Fragment źródła:
Odnośnie odpowiedzialności B. Z. za czyn opisany w zarzucie IX. aktu oskarżenia zeznania świadka anonimowego znajdują wsparcie w uznanej zasadnie za wiarygodną części zeznań D. P..
Również odnośnie udziału i pozycji w grupie oraz udziału w handlu narkotykami oskarżonych: W. G. (zarzuty XIV. i XV.), T. Z. (1) (zarzuty XVI-XVIII) i D. Z. (zarzuty XIX.-XX.) zeznania świadka anonimowego nie są odosobnione, lecz potwierdzają je odpowiednio zeznania (w części uznane za wiarygodną, tj. zazwyczaj zeznania złożone pierwotnie w postępowaniu przygotowawczym):
R. A. i J. R. – odnośnie wszystkich zarzutów oraz funkcjonowania hierarchii zorganizowanej grupy przestępczej;
J. K. – odnośnie dystrybucji narkotyków za pośrednictwem J. R. oraz pozycji w przestępczej strukturze T. Z. (1) i W. G.;
I. D. – odnośnie udziału w obrocie narkotykami W. G. i D. Z.;
M. J., A. S., I. S. – ci świadkowie mieli jedynie fragmentaryczną wiedzę odnośnie funkcjonowania grupy; w szczególności potwierdzili informacje na temat naczelnych ról T. Z. (1), T. Z. (2) i W. G., metod wymuszania posłuchu i kontrolowania rynku środków odurzających, poszczególnych kanałów dystrybucji narkotyków.

Wycinek danych:
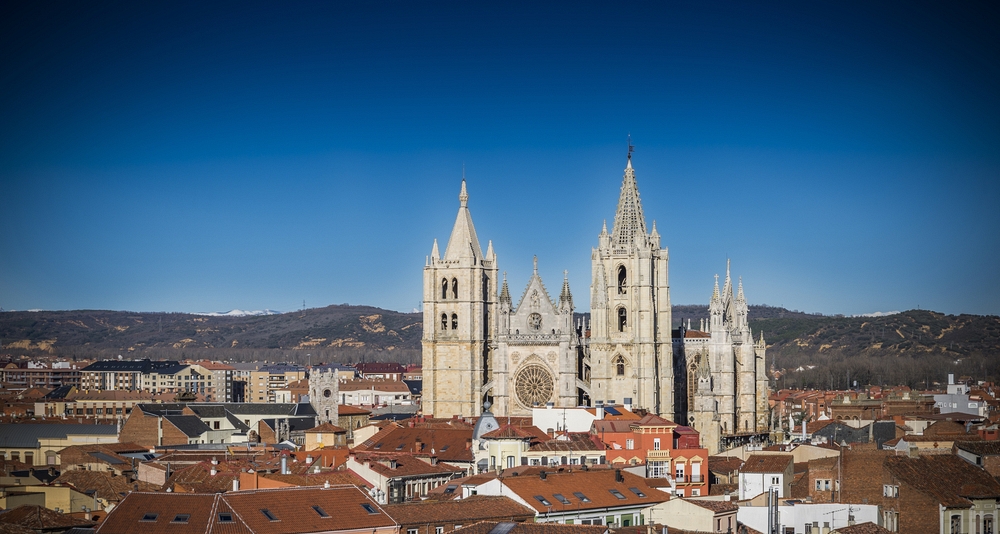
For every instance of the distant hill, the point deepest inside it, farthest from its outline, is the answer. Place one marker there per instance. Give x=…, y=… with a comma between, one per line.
x=915, y=347
x=324, y=334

Zadania:
1. Zwróć z fragmentu o zeznaniach świadka anonimowego wszystko od „Odnośnie odpowiedzialności B.” w dół aż do „zeznań D. P..”.
2. Napisz kolejną część fragmentu o zeznaniach świadka anonimowego, następującą po jego ostatnim zdaniu.

Odpowiedzi:
1.
Odnośnie odpowiedzialności B. Z. za czyn opisany w zarzucie IX. aktu oskarżenia zeznania świadka anonimowego znajdują wsparcie w uznanej zasadnie za wiarygodną części zeznań D. P..

2.
Jak widać, w przypadku każdego z zarzutów, które były wykazywane zeznaniami świadka anonimowego, omawiany środek dowodowy nie był odosobniony, lecz znajdował wsparcie w innych, prawidłowo ocenionych dowodach osobowych, których obrońcy już szczegółowo nie podważali.
Bezzasadnie obrońca oskarżonego N. W. kwestionuje ocenę zeznań świadka M. J., który potwierdził okoliczność współdziałania w sprzedaży narkotyków (m.in. na jego rzecz) oskarżonych: W. i P.. Faktowi zmiany zeznań przez świadka w postępowaniu sądowym nie można przydać większej wagi, z przyczyn, o których ogólnie mowa już była powyżej. Tę woltę w postawie świadka Sąd I instancji rozważył w sposób wyczerpujący i Sąd odwoławczy nie znajduje luk w rozumowaniu zaprezentowanym w tej części uzasadnienia. W szczególności wskazać należy na ubogą treść zeznań złożonych przed Sądem oraz na brak konsekwencji w tłumaczeniu świadka, dlaczego zmodyfikował zeznania – najpierw wymawiał się on niepamięcią, by dopiero później wskazać, że zeznania zostały mu zasugerowane lub wymuszone przez przesłuchującego policjanta. Trudno w zgodzie z zasadami doświadczenia życiowego przyjąć, że gdyby świadek był zastraszany i wymuszano na nim zeznania określonej treści, to nie zarejestrowałby tego – dość niecodziennego w końcu – faktu w pamięci. (s. 73-74)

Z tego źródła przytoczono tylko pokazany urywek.